Directive:
Write out the web crawler design page below in full, reproducing every line word for word.

Document passage:
Skip to content

Design a Web Crawler

A web crawler is a deceptively simple loop: fetch a page, extract its links, add them to a to-do list, repeat. Run that loop at the scale of the open web and every word in it becomes a hard problem. The to-do list has billions of entries. “Have I seen this URL?” must be answered billions of times. “Repeat” must not hammer a small blog into the ground. This walkthrough builds a crawler that is polite, distributed, and doesn’t drown in its own duplicates.

Functional

  • Start from seed URLs, fetch pages, extract and follow links (BFS-ish traversal).
  • Deduplicate URLs so we don’t crawl the same page endlessly.
  • Respect robots.txt and politeness (don’t overload any single host).
  • Store fetched content for downstream use (search index, archive, training corpus).
  • Support re-crawling — pages change, so revisit by priority/freshness.

Non-functional

  • Scale: billions of pages; horizontally scalable workers.
  • Politeness is non-negotiable — a rude crawler gets IP-banned and is a bad web citizen.
  • Robustness: handle timeouts, redirects, traps (infinite calendars), malformed HTML.
  • Extensibility: pluggable parsers and filters.

Target 1B pages/month → ~400 pages/sec average sustained. At ~100 KB of HTML per page that’s ~100 TB/month of raw content before dedup and compression. The frontier (URLs queued to crawl) can hold tens of billions of URLs — far too big for one machine’s memory, so it lives on disk, sharded.

The URL-seen set is the sneaky cost: tracking “have I crawled this?” for tens of billions of URLs, checked on every extracted link. Storing full URLs is prohibitive — this is where we get clever (see deep dives).

A crawler is mostly internal, but the control surface looks like:

POST /v1/seeds { "urls": [...], "priority": 5 } // inject starting points
GET /v1/status → { pages_crawled, frontier_size, fetch_rate }
POST /v1/recrawl { "host": "example.com", "max_age": "7d" }
Internal queue contract (frontier):
enqueue(url, host, priority, earliest_fetch_time)

Extracted material:
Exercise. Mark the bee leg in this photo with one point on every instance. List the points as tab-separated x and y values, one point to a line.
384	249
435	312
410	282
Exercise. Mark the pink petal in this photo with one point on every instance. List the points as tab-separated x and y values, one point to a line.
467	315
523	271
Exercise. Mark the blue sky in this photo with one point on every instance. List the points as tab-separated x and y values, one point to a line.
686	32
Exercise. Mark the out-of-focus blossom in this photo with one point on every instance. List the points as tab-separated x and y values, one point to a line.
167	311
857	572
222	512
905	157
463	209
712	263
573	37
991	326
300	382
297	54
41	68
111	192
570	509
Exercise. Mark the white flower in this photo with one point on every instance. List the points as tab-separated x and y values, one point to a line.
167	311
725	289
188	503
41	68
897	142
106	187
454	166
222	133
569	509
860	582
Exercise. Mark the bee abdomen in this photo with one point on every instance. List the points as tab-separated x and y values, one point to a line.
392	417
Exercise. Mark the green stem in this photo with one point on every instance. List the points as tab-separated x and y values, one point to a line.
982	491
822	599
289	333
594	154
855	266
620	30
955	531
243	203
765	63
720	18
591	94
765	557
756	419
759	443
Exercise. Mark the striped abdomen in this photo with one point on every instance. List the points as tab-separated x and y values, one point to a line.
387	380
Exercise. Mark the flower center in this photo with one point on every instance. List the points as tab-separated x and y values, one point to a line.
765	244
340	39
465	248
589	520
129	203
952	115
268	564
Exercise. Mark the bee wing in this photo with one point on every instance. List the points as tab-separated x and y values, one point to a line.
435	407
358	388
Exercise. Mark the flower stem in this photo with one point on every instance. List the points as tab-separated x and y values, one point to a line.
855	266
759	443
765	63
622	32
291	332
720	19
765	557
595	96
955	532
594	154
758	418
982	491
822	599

* * *

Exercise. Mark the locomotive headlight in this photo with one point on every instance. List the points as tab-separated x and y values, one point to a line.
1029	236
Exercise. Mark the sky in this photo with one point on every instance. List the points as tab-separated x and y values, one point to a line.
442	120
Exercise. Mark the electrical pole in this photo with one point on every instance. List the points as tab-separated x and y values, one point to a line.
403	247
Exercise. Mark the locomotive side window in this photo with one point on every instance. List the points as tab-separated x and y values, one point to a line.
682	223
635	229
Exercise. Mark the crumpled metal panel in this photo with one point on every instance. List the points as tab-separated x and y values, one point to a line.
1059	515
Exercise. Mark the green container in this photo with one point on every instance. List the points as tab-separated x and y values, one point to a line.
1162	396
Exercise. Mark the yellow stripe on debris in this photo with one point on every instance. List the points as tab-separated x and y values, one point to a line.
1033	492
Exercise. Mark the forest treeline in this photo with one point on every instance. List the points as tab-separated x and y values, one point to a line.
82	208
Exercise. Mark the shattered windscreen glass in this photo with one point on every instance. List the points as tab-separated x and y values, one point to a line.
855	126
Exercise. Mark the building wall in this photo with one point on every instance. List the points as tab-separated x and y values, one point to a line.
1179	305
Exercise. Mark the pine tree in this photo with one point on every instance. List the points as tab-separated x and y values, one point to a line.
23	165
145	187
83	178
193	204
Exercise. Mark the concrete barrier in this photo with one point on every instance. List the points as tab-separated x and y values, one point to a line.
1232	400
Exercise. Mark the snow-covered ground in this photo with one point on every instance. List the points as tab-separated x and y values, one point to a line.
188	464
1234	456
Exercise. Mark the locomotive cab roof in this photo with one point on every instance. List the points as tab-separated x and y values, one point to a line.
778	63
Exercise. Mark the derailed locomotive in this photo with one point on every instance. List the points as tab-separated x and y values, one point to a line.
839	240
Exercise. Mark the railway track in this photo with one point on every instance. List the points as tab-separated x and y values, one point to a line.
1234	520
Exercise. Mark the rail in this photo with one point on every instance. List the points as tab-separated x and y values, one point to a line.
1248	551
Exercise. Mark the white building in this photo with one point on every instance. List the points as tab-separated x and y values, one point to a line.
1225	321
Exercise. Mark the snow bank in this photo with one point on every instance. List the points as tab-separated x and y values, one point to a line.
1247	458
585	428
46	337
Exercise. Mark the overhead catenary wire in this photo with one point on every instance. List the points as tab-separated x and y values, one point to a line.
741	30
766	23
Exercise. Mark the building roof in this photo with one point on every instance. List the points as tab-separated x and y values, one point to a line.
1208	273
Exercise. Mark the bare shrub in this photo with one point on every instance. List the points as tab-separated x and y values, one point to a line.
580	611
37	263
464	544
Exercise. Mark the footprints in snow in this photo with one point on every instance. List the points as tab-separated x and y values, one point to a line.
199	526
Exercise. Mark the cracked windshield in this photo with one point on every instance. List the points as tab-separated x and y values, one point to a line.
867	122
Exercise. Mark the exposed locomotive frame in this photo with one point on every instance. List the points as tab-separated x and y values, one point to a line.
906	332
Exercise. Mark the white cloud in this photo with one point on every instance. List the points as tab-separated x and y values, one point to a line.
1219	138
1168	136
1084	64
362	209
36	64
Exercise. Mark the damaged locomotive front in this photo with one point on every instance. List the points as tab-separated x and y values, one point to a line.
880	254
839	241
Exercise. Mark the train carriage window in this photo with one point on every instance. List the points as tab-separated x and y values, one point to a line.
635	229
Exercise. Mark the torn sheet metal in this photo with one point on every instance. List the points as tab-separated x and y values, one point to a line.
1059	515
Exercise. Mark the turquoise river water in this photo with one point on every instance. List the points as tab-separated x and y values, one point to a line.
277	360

--

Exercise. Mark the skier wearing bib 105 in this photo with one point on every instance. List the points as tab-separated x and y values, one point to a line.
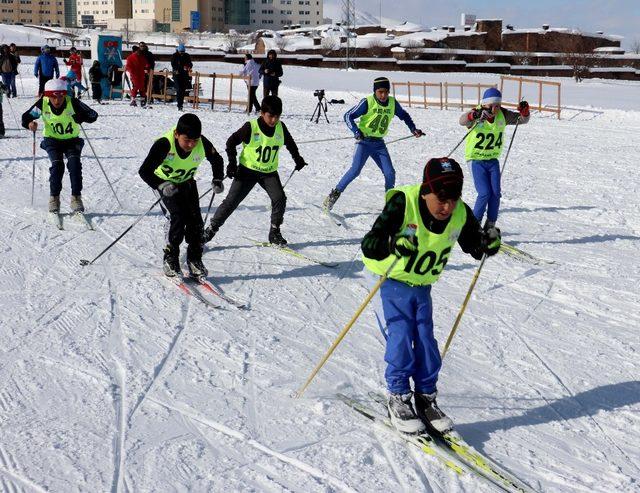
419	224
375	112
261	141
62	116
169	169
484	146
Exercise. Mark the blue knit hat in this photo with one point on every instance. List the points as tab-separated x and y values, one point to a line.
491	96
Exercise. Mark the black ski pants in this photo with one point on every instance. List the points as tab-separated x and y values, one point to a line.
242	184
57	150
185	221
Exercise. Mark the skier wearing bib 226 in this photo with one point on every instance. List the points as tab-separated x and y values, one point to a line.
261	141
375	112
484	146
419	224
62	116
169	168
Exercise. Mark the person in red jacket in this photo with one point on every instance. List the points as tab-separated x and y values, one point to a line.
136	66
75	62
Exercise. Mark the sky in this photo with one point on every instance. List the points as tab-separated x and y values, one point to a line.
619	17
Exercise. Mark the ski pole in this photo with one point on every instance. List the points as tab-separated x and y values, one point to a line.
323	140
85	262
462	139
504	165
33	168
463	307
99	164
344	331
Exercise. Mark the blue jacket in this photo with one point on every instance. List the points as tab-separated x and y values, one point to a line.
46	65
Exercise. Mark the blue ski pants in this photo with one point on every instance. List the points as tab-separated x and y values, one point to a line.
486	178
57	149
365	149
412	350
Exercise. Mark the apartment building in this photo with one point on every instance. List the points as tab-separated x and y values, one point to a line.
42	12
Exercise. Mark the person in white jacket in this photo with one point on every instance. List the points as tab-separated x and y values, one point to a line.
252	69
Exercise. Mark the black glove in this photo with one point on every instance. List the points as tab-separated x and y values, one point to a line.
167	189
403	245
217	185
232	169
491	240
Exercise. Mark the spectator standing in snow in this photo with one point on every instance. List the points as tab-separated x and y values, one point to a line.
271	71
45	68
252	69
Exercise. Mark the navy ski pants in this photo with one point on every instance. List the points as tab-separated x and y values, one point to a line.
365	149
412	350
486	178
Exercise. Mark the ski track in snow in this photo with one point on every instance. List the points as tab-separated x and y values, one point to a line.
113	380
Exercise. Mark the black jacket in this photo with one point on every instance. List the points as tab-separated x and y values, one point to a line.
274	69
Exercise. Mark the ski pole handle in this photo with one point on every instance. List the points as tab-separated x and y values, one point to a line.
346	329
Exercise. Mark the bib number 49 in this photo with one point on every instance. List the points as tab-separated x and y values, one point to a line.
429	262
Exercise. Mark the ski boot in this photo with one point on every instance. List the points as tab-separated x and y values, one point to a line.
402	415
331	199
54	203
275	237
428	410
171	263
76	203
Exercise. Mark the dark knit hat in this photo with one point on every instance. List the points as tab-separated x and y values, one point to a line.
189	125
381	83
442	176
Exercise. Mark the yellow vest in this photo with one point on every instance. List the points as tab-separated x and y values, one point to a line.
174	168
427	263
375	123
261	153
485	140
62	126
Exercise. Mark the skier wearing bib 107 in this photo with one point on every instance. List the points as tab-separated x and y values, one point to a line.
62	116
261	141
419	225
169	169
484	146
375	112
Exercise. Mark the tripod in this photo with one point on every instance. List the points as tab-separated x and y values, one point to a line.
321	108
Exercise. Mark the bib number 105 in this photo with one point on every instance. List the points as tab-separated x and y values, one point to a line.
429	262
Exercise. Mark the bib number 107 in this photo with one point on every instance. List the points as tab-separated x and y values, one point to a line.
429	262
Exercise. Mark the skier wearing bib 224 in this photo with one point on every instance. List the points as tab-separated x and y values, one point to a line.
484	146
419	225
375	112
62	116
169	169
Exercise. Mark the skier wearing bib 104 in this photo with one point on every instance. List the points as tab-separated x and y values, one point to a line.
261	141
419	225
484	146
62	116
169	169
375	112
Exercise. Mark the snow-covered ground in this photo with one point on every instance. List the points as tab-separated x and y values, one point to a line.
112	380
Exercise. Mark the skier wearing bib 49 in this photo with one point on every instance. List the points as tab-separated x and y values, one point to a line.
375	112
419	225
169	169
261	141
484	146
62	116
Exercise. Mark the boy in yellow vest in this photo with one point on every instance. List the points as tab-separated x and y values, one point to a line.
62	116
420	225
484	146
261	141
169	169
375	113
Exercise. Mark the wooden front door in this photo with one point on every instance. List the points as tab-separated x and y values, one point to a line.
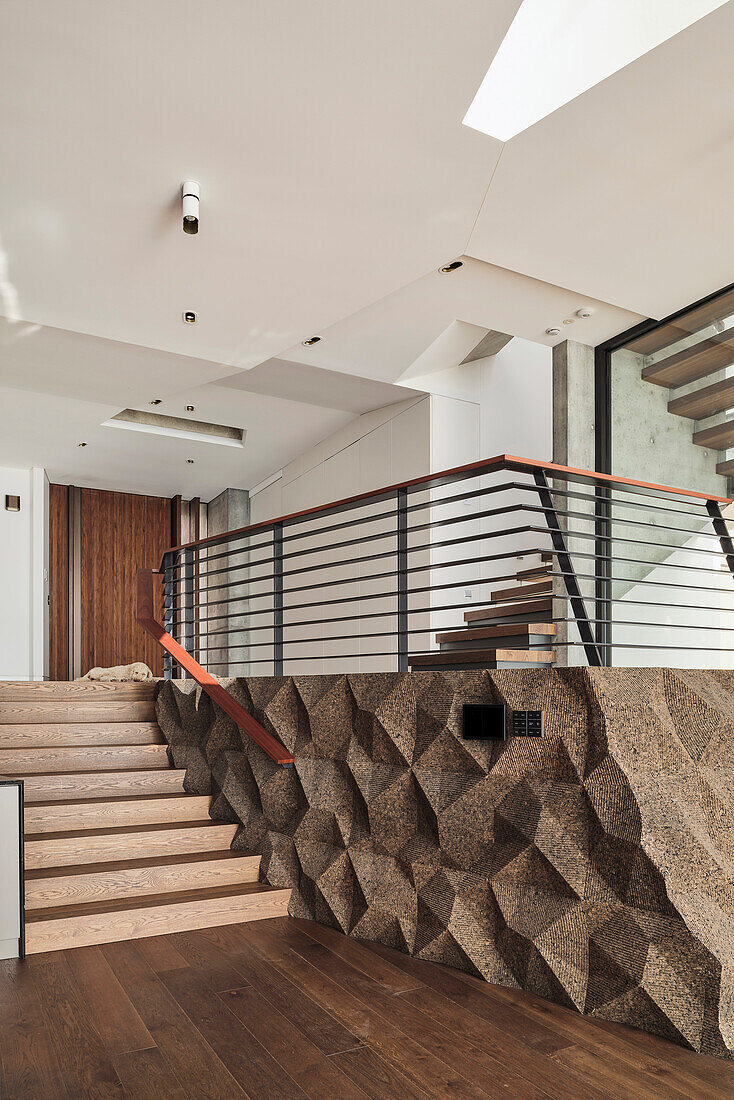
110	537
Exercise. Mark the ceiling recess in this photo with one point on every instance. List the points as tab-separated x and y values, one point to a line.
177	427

Reply to the task:
Skip to content

Design a Web Crawler

A web crawler is a deceptively simple loop: fetch a page, extract its links, add them to a to-do list, repeat. Run that loop at the scale of the open web and every word in it becomes a hard problem. The to-do list has billions of entries. “Have I seen this URL?” must be answered billions of times. “Repeat” must not hammer a small blog into the ground. This walkthrough builds a crawler that is polite, distributed, and doesn’t drown in its own duplicates.

Functional

  • Start from seed URLs, fetch pages, extract and follow links (BFS-ish traversal).
  • Deduplicate URLs so we don’t crawl the same page endlessly.
  • Respect robots.txt and politeness (don’t overload any single host).
  • Store fetched content for downstream use (search index, archive, training corpus).
  • Support re-crawling — pages change, so revisit by priority/freshness.

Non-functional

  • Scale: billions of pages; horizontally scalable workers.
  • Politeness is non-negotiable — a rude crawler gets IP-banned and is a bad web citizen.
  • Robustness: handle timeouts, redirects, traps (infinite calendars), malformed HTML.
  • Extensibility: pluggable parsers and filters.

Target 1B pages/month → ~400 pages/sec average sustained. At ~100 KB of HTML per page that’s ~100 TB/month of raw content before dedup and compression. The frontier (URLs queued to crawl) can hold tens of billions of URLs — far too big for one machine’s memory, so it lives on disk, sharded.

The URL-seen set is the sneaky cost: tracking “have I crawled this?” for tens of billions of URLs, checked on every extracted link. Storing full URLs is prohibitive — this is where we get clever (see deep dives).

A crawler is mostly internal, but the control surface looks like:

POST /v1/seeds { "urls": [...], "priority": 5 } // inject starting points
GET /v1/status → { pages_crawled, frontier_size, fetch_rate }
POST /v1/recrawl { "host": "example.com", "max_age": "7d" }
Internal queue contract (frontier):
enqueue(url, host, priority, earliest_fetch_time)